* [DOCUMENT TEXT]
○ ○ ○ ○ ○

I just spent some time really tweaking the setup. Pulled the neck off and adjusted the truss rod. After 4 days in my house its acclimated and needed about 1/4 turn. That put the action stupid low but it's got almost no buzz and all notes ring. Also loosened the tension on the vibrato. With it set up to where the slide lock works I found the tension to feel too stiff and immediate. Apparently this can be an issue with Jags because they're short scale and if you're using too light strings (I've got 10's). Dialed the tension screw down and now it's better. Could maybe go further but I dont want the arm too low.

The tone of this guitar is just something else. The pickups are clear and articulate. Bright without being harsh and plenty of bass without being muddy. With a bit of OD it totally does that grinding chime sound and its awesome. Every switch and setting is totally usable. Even the darker rhythm circuit (which I found on the Jazzmaster to be complete mud).

I know Jaguars get mixed in together with Jazzmasters but having owned both I can't express how different the two are. Other than the body shape and the vibrato they don't sound or play anything alike. Personally I think the Jaguar is more versatile. If you think about the evolution of tone from the Tele to the Strat, the Jaguar sounds like the next step from there.

○ ○ ○ ○ ○

* [LISTED RECORDS]

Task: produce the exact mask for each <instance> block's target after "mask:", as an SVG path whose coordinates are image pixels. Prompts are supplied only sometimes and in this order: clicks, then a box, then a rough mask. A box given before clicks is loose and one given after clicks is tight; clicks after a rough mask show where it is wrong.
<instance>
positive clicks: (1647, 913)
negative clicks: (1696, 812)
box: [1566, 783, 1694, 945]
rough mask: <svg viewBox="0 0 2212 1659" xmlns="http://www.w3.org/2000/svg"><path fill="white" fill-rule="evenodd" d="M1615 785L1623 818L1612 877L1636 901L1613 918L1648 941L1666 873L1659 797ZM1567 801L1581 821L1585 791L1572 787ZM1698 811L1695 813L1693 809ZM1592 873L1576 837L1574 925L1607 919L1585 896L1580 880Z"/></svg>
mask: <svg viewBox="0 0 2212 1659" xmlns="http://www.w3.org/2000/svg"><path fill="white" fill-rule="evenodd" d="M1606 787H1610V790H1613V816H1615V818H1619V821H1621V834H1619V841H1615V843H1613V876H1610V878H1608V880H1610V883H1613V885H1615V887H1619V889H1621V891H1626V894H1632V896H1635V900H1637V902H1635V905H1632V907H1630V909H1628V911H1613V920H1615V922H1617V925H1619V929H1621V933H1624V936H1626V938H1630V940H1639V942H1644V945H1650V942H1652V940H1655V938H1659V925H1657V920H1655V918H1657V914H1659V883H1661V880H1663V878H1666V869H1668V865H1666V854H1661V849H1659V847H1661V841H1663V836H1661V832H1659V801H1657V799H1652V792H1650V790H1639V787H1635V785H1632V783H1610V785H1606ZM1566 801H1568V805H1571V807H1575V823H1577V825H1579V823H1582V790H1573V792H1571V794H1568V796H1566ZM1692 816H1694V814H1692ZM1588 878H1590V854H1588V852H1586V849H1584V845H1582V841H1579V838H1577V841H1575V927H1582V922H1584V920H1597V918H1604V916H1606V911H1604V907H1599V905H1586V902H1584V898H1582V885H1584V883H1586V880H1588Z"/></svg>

○ ○ ○ ○ ○

* [PROBLEM DETAILS] Return the full guitar review word for word, with nothing changed.

* [ANSWER SECTION]
I just spent some time really tweaking the setup. Pulled the neck off and adjusted the truss rod. After 4 days in my house its acclimated and needed about 1/4 turn. That put the action stupid low but it's got almost no buzz and all notes ring. Also loosened the tension on the vibrato. With it set up to where the slide lock works I found the tension to feel too stiff and immediate. Apparently this can be an issue with Jags because they're short scale and if you're using too light strings (I've got 10's). Dialed the tension screw down and now it's better. Could maybe go further but I dont want the arm too low.

The tone of this guitar is just something else. The pickups are clear and articulate. Bright without being harsh and plenty of bass without being muddy. With a bit of OD it totally does that grinding chime sound and its awesome. Every switch and setting is totally usable. Even the darker rhythm circuit (which I found on the Jazzmaster to be complete mud).

I know Jaguars get mixed in together with Jazzmasters but having owned both I can't express how different the two are. Other than the body shape and the vibrato they don't sound or play anything alike. Personally I think the Jaguar is more versatile. If you think about the evolution of tone from the Tele to the Strat, the Jaguar sounds like the next step from there.